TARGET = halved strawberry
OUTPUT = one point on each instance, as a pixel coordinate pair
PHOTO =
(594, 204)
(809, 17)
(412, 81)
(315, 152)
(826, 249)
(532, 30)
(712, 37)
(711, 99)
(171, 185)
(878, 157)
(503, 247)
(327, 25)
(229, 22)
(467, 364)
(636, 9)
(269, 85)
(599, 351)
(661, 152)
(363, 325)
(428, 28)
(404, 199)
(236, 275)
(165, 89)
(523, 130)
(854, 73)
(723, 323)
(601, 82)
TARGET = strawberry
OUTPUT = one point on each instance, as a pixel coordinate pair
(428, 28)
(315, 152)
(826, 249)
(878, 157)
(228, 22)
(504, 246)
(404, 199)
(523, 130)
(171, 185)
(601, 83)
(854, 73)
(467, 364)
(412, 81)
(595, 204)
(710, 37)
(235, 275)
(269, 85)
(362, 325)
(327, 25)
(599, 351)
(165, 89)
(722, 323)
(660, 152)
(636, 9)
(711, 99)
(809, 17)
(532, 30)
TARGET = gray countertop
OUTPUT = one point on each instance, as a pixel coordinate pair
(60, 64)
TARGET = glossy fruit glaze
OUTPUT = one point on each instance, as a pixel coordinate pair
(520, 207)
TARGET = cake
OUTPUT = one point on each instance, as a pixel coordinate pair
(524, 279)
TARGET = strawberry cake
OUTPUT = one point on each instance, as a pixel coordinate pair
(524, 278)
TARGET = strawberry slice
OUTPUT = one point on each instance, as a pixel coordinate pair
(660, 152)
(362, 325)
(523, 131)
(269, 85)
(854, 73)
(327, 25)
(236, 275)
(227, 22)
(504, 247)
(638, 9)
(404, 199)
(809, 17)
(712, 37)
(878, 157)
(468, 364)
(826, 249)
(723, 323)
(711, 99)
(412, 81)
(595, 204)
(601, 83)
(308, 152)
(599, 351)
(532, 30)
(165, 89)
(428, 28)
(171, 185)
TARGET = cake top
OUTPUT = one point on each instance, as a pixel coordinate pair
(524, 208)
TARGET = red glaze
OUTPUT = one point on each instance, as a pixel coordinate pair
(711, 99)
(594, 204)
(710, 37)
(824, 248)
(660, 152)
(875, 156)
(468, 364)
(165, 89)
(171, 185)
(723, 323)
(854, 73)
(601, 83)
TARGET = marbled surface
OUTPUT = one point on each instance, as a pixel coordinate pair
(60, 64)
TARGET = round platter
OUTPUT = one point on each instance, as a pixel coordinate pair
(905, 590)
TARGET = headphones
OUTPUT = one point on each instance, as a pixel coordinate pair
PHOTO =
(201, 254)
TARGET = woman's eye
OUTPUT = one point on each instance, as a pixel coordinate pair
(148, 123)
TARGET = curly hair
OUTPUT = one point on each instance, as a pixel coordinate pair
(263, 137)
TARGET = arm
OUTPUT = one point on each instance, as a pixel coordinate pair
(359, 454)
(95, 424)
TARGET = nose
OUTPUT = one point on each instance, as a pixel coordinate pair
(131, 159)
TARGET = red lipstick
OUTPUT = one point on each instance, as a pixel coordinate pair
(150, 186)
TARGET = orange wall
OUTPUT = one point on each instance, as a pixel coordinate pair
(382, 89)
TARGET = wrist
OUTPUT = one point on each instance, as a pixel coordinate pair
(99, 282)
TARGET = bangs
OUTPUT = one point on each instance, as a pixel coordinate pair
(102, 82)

● ● ● ● ●

Show me all lines in the records that contain "strawberry".

TARGET = halved strawberry
TARGET = strawberry
TARGET = strawberry cake
TARGET = strawberry slice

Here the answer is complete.